> _What the task asks_: Give back the line where "job: trace every instance of the woman" appears and all the lines after it until the listing ends, unchanged and with nothing else.

> _Entries provided_:
++++++++++
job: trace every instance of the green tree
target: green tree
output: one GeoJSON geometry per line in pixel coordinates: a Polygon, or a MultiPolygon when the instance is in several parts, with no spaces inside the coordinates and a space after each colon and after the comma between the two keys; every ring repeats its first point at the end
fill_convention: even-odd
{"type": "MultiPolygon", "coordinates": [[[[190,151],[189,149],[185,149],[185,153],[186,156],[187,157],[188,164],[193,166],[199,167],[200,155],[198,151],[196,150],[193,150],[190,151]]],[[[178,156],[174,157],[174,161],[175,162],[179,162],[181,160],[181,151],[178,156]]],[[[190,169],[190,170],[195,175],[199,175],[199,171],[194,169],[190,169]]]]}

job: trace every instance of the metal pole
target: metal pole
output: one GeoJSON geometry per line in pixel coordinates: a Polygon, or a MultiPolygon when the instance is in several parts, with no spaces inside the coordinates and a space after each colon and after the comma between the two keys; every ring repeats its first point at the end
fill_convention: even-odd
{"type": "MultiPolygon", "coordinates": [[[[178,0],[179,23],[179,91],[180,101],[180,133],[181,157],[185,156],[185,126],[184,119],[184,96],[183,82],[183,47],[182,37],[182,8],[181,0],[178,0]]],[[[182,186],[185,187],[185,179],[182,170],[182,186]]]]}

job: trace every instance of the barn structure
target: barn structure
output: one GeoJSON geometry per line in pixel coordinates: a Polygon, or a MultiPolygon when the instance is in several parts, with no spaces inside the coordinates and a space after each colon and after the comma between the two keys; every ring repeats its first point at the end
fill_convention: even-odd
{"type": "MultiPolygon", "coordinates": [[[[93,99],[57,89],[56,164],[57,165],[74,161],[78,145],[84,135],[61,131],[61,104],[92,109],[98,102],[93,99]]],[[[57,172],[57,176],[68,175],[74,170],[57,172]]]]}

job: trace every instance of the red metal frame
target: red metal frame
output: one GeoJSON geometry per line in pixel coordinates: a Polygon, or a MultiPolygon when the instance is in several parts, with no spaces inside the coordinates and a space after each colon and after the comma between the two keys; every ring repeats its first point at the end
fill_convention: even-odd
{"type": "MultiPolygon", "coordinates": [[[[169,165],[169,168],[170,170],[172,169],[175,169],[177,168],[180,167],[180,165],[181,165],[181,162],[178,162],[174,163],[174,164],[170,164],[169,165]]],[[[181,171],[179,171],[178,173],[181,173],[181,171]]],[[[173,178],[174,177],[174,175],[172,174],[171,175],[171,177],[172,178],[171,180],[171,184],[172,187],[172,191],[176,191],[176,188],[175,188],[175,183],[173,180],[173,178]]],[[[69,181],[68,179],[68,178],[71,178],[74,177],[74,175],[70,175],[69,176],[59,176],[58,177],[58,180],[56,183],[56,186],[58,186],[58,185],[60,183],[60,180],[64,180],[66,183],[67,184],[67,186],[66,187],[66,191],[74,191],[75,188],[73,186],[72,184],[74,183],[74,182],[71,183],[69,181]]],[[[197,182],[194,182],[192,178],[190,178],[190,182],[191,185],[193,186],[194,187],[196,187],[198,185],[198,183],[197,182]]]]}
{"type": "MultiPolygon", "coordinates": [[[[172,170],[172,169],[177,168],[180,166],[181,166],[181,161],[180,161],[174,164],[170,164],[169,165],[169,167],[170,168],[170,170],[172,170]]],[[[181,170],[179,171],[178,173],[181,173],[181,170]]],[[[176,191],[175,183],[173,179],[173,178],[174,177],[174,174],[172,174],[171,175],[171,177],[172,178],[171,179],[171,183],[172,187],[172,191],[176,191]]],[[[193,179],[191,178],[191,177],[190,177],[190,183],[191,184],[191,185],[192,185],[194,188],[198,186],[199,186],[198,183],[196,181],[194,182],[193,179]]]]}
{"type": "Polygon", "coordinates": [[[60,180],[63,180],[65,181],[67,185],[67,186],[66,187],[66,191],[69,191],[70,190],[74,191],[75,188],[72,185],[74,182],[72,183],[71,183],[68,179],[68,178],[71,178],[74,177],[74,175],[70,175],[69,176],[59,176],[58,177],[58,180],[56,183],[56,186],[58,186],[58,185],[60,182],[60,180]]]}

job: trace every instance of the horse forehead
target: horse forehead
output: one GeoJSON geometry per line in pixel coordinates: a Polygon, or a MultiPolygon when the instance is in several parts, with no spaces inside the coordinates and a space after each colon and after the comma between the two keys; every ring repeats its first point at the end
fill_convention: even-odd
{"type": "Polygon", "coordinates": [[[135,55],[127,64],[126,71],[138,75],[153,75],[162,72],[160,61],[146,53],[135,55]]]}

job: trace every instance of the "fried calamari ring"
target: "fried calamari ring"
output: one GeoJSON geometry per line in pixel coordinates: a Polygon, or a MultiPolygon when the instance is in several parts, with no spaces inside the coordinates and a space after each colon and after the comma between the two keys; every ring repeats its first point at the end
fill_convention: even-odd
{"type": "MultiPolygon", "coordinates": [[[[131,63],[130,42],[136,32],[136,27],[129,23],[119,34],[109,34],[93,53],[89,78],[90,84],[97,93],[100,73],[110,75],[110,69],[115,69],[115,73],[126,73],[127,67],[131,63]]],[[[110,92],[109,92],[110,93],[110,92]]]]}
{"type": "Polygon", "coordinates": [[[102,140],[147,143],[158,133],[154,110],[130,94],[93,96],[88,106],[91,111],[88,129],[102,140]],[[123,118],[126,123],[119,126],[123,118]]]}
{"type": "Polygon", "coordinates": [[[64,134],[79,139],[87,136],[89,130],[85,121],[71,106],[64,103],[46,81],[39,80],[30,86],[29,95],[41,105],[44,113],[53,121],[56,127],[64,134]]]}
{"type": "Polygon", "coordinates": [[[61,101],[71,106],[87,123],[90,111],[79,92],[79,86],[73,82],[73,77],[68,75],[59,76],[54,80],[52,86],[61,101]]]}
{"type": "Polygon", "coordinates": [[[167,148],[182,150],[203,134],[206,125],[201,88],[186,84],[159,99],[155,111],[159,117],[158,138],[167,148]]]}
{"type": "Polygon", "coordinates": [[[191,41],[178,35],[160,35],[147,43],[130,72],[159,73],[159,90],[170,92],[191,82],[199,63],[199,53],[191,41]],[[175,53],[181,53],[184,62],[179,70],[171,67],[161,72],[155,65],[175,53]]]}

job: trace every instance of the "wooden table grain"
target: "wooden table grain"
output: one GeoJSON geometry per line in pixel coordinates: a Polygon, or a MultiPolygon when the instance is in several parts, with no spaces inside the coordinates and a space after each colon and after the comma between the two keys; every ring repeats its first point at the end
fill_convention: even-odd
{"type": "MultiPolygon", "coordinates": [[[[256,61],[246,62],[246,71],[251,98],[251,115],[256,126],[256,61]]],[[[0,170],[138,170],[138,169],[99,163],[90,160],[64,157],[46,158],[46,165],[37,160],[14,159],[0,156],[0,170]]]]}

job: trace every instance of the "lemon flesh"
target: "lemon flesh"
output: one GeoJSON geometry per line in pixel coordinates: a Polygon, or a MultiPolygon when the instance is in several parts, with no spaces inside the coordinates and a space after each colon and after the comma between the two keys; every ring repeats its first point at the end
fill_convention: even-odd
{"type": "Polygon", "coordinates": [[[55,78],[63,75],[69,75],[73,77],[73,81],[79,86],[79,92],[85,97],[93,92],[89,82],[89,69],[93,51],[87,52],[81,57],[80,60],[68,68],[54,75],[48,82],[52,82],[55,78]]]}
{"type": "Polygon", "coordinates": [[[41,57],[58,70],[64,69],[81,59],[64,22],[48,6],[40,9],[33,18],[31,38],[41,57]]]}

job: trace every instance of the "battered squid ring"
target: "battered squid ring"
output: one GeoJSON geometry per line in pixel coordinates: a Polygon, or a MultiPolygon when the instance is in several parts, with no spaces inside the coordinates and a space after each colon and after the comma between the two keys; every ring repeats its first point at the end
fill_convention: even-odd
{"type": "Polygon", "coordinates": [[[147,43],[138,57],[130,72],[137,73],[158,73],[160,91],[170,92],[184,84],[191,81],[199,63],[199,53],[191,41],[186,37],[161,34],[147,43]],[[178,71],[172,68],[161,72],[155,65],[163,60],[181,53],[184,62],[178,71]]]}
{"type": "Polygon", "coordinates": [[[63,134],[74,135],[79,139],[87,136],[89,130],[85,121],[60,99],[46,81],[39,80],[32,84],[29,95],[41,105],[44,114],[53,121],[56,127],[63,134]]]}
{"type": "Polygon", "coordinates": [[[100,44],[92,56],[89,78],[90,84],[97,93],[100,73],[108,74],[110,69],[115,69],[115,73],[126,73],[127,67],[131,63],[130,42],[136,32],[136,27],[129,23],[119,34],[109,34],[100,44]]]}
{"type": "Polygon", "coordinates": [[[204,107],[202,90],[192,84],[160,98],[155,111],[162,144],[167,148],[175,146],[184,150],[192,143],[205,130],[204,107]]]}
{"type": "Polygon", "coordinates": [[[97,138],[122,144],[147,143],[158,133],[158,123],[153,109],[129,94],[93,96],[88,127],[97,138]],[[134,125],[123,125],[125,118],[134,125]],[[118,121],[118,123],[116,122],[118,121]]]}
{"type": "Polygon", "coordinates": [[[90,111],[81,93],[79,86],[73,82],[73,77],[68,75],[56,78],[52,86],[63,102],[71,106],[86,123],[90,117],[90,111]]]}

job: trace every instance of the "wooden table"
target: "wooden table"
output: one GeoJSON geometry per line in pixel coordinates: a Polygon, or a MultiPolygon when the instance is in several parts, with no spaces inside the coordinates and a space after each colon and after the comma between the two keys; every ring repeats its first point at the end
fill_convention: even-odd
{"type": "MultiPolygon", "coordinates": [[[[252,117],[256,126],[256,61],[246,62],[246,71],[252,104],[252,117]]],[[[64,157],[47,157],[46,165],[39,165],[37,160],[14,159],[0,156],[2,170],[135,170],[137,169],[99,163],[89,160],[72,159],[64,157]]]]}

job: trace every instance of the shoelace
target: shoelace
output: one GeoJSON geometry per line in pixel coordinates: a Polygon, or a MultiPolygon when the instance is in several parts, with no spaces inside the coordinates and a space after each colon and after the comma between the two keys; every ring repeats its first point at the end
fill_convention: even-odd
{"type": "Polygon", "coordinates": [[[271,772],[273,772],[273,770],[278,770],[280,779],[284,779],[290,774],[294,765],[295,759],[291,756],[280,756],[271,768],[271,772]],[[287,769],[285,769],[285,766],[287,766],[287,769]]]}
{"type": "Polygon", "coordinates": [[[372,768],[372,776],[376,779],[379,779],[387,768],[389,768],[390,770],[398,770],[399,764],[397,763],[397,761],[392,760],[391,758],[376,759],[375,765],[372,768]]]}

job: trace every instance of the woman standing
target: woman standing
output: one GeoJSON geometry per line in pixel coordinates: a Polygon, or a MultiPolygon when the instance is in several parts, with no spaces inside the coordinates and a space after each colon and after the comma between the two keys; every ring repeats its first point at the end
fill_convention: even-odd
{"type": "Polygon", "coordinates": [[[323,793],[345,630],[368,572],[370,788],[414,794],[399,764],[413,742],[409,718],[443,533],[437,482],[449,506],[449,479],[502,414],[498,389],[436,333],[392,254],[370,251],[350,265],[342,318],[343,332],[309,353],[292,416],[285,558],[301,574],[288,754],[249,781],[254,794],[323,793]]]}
++++++++++
> _Final result_:
job: trace every instance of the woman standing
target: woman standing
output: one GeoJSON geometry per line in pixel coordinates: a Polygon, or a MultiPolygon when the instance is in several parts, with no spaces inside the coordinates and a space after each colon and after the comma between the two keys; every ring repeats its first point at the end
fill_convention: even-odd
{"type": "Polygon", "coordinates": [[[323,793],[345,630],[368,572],[370,788],[414,794],[399,764],[413,742],[409,718],[443,533],[437,482],[449,506],[449,479],[502,414],[498,389],[436,333],[392,254],[370,251],[350,265],[342,318],[343,332],[309,353],[292,416],[285,558],[301,574],[288,754],[249,781],[254,794],[323,793]]]}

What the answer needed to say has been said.